= STATED EXERCISE 1 =
Repeat the following lines from the listing below the Ford 8000 thread without any changes. Begin at the listing line that contains "of the shadow" and continue through the final line of the listing.

= SELECTED EXCERPT =
— begin —

# Just bought a Ford 8000



## Bob M (Feb 11, 2012)

We just bought a Ford 8000 tractor. Never owned a Ford before so we are looking for advice. The price was right and it seems to be an okay tractor. I only see 1 remote on the back, can we install a 2nd remote and will it be expensive? Also would like to put ROPS and a canopy on it, any suggestions on where to find. We are thinking this tractor may work well on a double hay rake, if we can put a 2nd remote and ROPS on it. We like to have extra tractors for the hay season in case of break downs. We are also lazy and really don't like unhooking a tractor from one implement to another, especially during hay season. We like our John Deere's so if someone really likes Ford 8000's we would probably sell it and buy a John Deere. Thanks


----------



## 8350HiTech (Jul 26, 2013)

Martin's Tractor might have a ROPS in the salvage yard. I think I saw one last I was there.


----------



## 8350HiTech (Jul 26, 2013)

Or check with this guy who you might even know. I'm sure he's had a ROPS listed before.

https://baltimore.craigslist.org/grd/d/ford-8000-transmission-hood/6403762310.html


----------



## endrow (Dec 15, 2011)

Bob ,,,,,,,,,,nearby to me ; Burkholder Brothers Tractor sales has made Lebanon County Pa.The Ford Tractor Capitol of the world. Lots of old ford stuff going on up this way . I am not a ford man but I know There are ford parts in this area I will try to find out where ..Guy I know that has old Fords says Wengers Farm Machinery Myerstown Pa . does a lot in Ford parts,, .................... Bob I was down that way Tuesday and cut across Md 273 , Things are looking good your way


----------



## Bob M (Feb 11, 2012)

If you came down 272 and went east on 273 , you probably drove right passed our farm. We are 1.4 miles east of the 272/273 intersection.


----------



## Bob M (Feb 11, 2012)

I actually do know him. And that's a good idea, I will call him. Thanks


----------



## Hayjosh (Mar 24, 2016)

That 8000 is a beast. It's a lot of tractor for not a lot of money, probably the best bang for your buck in all my searching but DAMN did they excel at making one hell of an ugly, goofy looking tractor.

If I need to buy another tractor though it will be because I need more power and an 8000 is what I'd get. I'm really a fan of those blue tractors.


----------



## endrow (Dec 15, 2011)

Bob M said:


> If you came down 272 and went east on 273 , you probably drove right passed our farm. We are 1.4 miles east of the 272/273 intersection.


 I did and next time I'll wave


----------



## Hayjosh (Mar 24, 2016)

.


----------



## MT hayer (Mar 1, 2014)

If you look at most john Deere collections, they have a lot of shiny green tractors. And the funny part is, in the shed, with a mower and or loader, is a good old Ford! Just saying!

— end —

= STATED EXERCISE 2 =
Update the Ford 8000 thread. Begin at the words "That 8000 is" and stop after "goofy looking tractor.". Rewrite that passage with "ugly" replaced by "odd".

= DATA SHOWN =

— begin —

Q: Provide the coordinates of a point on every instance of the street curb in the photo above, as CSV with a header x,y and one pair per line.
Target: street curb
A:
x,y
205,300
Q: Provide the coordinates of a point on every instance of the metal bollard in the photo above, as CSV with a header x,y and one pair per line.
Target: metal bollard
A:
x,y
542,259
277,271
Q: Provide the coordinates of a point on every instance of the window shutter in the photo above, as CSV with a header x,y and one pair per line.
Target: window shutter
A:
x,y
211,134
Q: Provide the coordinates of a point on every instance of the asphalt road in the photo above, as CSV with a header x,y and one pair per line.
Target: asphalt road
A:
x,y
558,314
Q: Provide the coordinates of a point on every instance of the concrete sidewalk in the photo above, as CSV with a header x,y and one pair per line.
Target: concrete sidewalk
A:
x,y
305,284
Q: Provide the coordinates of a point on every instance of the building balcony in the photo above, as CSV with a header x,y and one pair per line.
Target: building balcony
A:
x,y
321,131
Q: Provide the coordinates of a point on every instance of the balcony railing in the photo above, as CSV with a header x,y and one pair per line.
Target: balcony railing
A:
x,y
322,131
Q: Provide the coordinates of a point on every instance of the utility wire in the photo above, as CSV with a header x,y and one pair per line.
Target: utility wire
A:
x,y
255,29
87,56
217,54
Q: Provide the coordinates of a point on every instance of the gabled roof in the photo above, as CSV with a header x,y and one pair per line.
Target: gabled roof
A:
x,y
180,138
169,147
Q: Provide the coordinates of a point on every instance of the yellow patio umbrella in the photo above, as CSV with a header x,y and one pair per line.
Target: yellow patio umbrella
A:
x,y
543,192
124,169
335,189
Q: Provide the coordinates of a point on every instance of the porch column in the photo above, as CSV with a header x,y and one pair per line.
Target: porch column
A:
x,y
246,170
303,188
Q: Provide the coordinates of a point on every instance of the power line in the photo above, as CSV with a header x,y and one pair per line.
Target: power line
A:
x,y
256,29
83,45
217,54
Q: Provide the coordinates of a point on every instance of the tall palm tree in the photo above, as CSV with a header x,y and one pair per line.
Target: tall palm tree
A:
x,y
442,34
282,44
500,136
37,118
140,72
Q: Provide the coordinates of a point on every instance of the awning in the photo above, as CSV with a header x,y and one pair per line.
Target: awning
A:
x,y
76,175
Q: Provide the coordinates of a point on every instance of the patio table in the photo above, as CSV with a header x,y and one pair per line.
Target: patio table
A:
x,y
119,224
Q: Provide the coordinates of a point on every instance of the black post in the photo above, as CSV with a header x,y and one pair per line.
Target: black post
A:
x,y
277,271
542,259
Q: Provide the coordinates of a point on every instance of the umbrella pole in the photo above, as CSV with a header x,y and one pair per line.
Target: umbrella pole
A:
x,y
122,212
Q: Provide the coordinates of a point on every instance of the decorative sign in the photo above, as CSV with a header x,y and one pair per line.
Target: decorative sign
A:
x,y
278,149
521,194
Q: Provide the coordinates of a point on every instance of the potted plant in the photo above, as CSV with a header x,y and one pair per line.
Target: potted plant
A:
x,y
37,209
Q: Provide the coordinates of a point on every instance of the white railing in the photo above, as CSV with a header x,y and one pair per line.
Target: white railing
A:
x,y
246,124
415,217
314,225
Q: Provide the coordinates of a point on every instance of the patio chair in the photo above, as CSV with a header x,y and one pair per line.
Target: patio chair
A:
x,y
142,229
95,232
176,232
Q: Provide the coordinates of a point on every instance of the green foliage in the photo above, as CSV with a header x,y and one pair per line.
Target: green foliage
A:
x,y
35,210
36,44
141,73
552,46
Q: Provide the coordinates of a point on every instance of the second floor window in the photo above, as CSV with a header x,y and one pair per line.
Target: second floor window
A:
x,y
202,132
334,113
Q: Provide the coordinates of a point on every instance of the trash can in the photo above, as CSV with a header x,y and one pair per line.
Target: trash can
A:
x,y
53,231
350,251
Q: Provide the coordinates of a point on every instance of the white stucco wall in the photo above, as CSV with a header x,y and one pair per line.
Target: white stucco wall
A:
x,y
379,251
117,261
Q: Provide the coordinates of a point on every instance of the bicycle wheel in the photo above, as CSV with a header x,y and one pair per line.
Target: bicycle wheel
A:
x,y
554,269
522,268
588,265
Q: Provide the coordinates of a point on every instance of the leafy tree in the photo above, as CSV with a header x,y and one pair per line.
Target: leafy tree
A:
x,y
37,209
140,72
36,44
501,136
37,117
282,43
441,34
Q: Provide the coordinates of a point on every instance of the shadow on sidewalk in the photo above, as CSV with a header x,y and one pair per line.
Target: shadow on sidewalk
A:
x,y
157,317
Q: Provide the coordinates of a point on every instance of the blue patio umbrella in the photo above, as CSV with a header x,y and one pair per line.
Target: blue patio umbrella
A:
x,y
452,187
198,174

— end —

= EXPECTED ANSWER 1 =
Q: Provide the coordinates of a point on every instance of the shadow on sidewalk in the photo above, as CSV with a header x,y and one pair per line.
Target: shadow on sidewalk
A:
x,y
157,317
Q: Provide the coordinates of a point on every instance of the blue patio umbrella in the photo above, as CSV with a header x,y and one pair per line.
Target: blue patio umbrella
A:
x,y
452,187
198,174

= EXPECTED ANSWER 2 =
That 8000 is a beast. It's a lot of tractor for not a lot of money, probably the best bang for your buck in all my searching but DAMN did they excel at making one hell of an odd, goofy looking tractor.